• _Passage to read_:
_ _ _ _ _ _ _
AE Studio @ SXSW: We need more AI consciousness research (and further resources)

Quick update from AE Studio: last week, Judd (AE’s CEO) hosted a panel at SXSW with Anil Seth, Allison Duettmann, and Michael Graziano, entitled “The Path to Conscious AI” (discussion summary here[1]).

We’re also making available an unedited Otter transcript/​recording for those who might want to read along or increase the speed of the playback.

Why AI consciousness research seems critical to us

With the release of each new frontier model seems to follow a cascade of questions probing whether or not the model is conscious in training and/​or deployment. We suspect that these questions will only grow in number and volume as these models exhibit increasingly sophisticated cognition.

If consciousness is indeed sufficient for moral patienthood, then the stakes seem remarkably high from a utilitarian perspective that we do not commit the Type II error of behaving as if these and future systems are not conscious in a world where they are in fact conscious.

Our current understanding of the possible states we may be in with respect to conscious AI, along with the general value associated with being in that state. Somewhat akin to Pascal’s wager, this framing would suggest that the expected value of acting as if AI is not conscious may be significantly lower than acting as if AI is conscious in light of current uncertainty about how consciousness actually works.

Because the ground truth here (i.e., how consciousness works mechanistically) is still poorly understood, it is extremely challenging to reliably estimate the probability that we are in any of the four quadrants above—which seems to us like a very alarming status quo. Different people have different default intuitions about this question, but the stakes here seem too high for default intuitions to be governing our collective behavior.

In an ideal world, we’d have understood far more about consciousness and human cognition before getting near AGI. For this reason, we suspect that there is likely substantial work that ought to be done at a smaller scale first to better understand consciousness and its implications for alignment. Doing this work now seems far preferable to a counterfactual world where we build frontier models that end up being conscious while we still lack a reasonable model for the correlates or implications of building sentient AI systems.

Accordingly, we are genuinely excited about rollouts of consciousness evals at large labs, though the earlier caveat still applies: our currently-limited understanding of how consciousness actually works may engender a (potentially dangerous) false sense of confidence in these metrics.
_ _ _ _ _ _ _
• _Source material_:
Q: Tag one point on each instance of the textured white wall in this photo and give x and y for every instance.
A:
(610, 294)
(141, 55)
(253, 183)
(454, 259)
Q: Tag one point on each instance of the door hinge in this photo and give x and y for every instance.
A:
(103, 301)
_ _ _ _ _ _ _
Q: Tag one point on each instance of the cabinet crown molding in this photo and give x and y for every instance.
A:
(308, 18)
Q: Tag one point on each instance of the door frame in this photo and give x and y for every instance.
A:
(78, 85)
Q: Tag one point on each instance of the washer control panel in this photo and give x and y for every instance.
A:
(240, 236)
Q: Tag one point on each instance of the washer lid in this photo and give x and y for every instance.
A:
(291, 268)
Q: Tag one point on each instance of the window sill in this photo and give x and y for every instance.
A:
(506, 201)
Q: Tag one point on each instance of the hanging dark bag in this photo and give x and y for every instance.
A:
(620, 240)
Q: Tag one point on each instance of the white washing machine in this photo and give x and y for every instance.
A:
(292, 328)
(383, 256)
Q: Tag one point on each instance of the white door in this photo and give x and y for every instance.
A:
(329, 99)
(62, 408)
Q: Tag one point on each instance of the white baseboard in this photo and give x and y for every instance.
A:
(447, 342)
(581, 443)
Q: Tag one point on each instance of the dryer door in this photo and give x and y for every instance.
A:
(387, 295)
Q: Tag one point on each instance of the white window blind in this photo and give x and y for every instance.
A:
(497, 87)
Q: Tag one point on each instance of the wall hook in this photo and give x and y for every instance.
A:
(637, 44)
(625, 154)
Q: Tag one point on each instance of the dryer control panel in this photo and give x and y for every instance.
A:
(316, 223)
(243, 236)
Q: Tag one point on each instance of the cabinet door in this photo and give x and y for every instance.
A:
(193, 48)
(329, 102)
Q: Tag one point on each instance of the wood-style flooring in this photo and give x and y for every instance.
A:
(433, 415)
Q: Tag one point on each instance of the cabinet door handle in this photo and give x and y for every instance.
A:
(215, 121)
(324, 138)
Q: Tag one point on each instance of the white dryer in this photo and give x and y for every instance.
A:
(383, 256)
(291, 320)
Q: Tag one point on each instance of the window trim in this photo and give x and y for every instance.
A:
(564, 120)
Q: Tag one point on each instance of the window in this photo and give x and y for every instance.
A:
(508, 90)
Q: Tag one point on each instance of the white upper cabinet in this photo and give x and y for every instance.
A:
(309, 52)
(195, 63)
_ _ _ _ _ _ _
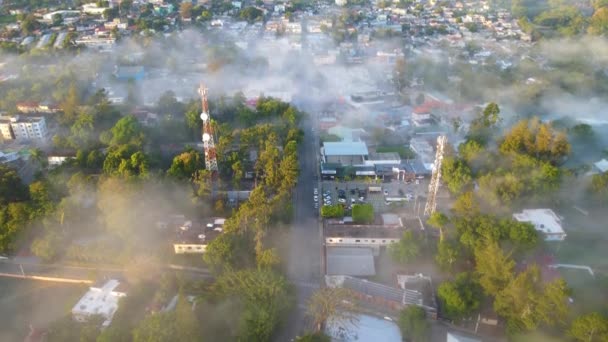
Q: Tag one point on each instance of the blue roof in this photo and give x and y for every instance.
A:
_ _ _ _ _ _ _
• _Activity list_:
**A)** Copy the AI consciousness post word for word, from "Because the ground" to "our collective behavior.".
**B)** Name the people the AI consciousness post says were on the SXSW panel with Judd.

• _Numbered responses_:
**A)**
Because the ground truth here (i.e., how consciousness works mechanistically) is still poorly understood, it is extremely challenging to reliably estimate the probability that we are in any of the four quadrants above—which seems to us like a very alarming status quo. Different people have different default intuitions about this question, but the stakes here seem too high for default intuitions to be governing our collective behavior.

**B)** Anil Seth, Allison Duettmann, Michael Graziano